(Zu erledigende Aufgaben):
#1 Beantworten Sie anhand des Lesetextes unten die folgenden Fragen.
(a) In welchem Ort versteckte sich Chamisso während der Befreiungskriege?
(b) Wogegen tauschte Schlemihl seinen Schatten ein?
(c) Was kauft sich Schlemihl, um der Gesellschaft zu entfliehen?
#2 Entscheiden Sie für jede Aussage, ob sie mit dem Lesetext unten übereinstimmt, und belegen Sie Ihre Antwort mit den entscheidenden Worten daraus.
(a) Chamisso schrieb „Peter Schlemihls wundersame Geschichte“ im Sommer 1813.
(b) Schlemihl nimmt das Angebot an, den Schatten im Tausch gegen seine Seele zurückzubekommen.
(c) Das Kunstmärchen „Undine“ entstand 1811.

(Lesetext):
Als vor 200 Jahren die Befreiungskriege gegen Napoleon tobten, versteckte sich ein Berliner Dichter im brandenburgischen Kunersdorf. Zu groß war die Furcht davor, dass er in der Hauptstadt wegen antifranzösischer Ressentiments politisch verfolgt würde. Denn der „Asylant“ namens Adelbert von Chamisso war französischer Abstammung, lebte aber schon seit 17 Jahren im preußischen Exil, nachdem seine adelige Familie vor der Französischen Revolution aus der Heimat geflohen war.

Die Abgeschiedenheit seines Zufluchtortes nutzte Chamisso im Sommer 1813 dazu, sein bis heute berühmtestes Werk zu schreiben: „Peter Schlemihls wundersame Geschichte“. Die märchenhafte Erzählung ist ein Klassiker der deutschen Literatur und teilt ähnlich wie das vom Genre und Entstehungszeit (1811) her vergleichbare Kunstmärchen „Undine“ von Chamissos hugenottischem Freund Fried­rich de la Motte-Fouqué das Schicksal, ein singulär bekanntes Werk seines Autors zu sein.

Der geflügelte Ausdruck „wie ein Schlemihl“ steht bis heute für einen gewieften Menschen, den man nicht fassen kann, weil er keinen Schatten wirft. In Chamissos Geschichte hat die Titelfigur einen faustischen Handel mit dem Teufel geschlossen und ihren Schatten gegen einen Säckel voll Gold eingetauscht. Fortan gehen die Leute dem schattenlosen Schlemihl aus dem Weg, da sie Angst vor ihm haben. Geschickt versucht er sein Manko zu verbergen. Doch als seine neue Liebschaft entdeckt, dass er keinen Schatten wirft, rennt auch sie vor ihm weg.

Schlemihl versucht, seinen Handel mit dem Teufel zu stornieren. Doch als dieser ihm den Schatten im Tausch mit seiner Seele anbietet, winkt der Held dankend ab. Stattdessen kauft er sich ein paar Siebenmeilenstiefel und entflieht der Gesellschaft, indem er sich auf Weltreise begibt. Am Ende wendet er sich an seinen Erzähler-„Schatten“ Chamisso, den er direkt an­spricht: „Du aber, mein Freund, willst Du unter den Menschen leben, so lerne zuvörderst den Schatten, sodann das Geld. Willst Du nur Dir und Deinem bessern Selbst leben, o so brauchst Du keinen Rat.“

In der schmalen Ge­schichte, die bis hin zu den „Lebensansichten des Katers Murr“ Inspirationsquelle für die Phantasie-Erzählungen des Chamisso-Freundes E.T.A. Hoffmann war, spiegelt sich die Biografie ihres Autors wider. Chamisso selbst fühlte sich in Berlin als Außenseiter und als Mann ohne heimatlichen Schatten.

(Angezeigte Daten):

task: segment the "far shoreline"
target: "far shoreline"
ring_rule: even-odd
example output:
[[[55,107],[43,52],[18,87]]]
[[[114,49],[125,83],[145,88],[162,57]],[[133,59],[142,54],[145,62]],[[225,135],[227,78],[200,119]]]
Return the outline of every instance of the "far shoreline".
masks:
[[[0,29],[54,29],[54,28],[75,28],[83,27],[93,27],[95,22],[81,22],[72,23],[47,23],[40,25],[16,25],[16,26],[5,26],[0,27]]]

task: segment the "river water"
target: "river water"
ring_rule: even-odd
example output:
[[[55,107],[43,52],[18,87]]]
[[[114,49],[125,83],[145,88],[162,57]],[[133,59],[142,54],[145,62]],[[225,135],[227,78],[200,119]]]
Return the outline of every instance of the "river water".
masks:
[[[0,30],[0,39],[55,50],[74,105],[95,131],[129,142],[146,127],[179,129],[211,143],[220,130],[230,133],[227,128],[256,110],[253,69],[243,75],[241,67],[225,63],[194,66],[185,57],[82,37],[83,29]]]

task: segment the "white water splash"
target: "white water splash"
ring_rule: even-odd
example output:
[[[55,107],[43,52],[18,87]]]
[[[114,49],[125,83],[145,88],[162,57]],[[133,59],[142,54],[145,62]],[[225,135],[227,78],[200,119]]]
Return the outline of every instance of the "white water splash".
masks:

(Antworten je Aufgabe):
#1
(a) Im brandenburgischen Kunersdorf.
(b) Gegen einen Säckel voll Gold.
(c) Ein Paar Siebenmeilenstiefel.

#2
(a) Ja: „Die Abgeschiedenheit seines Zufluchtortes nutzte Chamisso im Sommer 1813 dazu, sein bis heute berühmtestes Werk zu schreiben“
(b) Nein: „Doch als dieser ihm den Schatten im Tausch mit seiner Seele anbietet, winkt der Held dankend ab.“
(c) Ja: „vom Genre und Entstehungszeit (1811) her vergleichbare Kunstmärchen „Undine““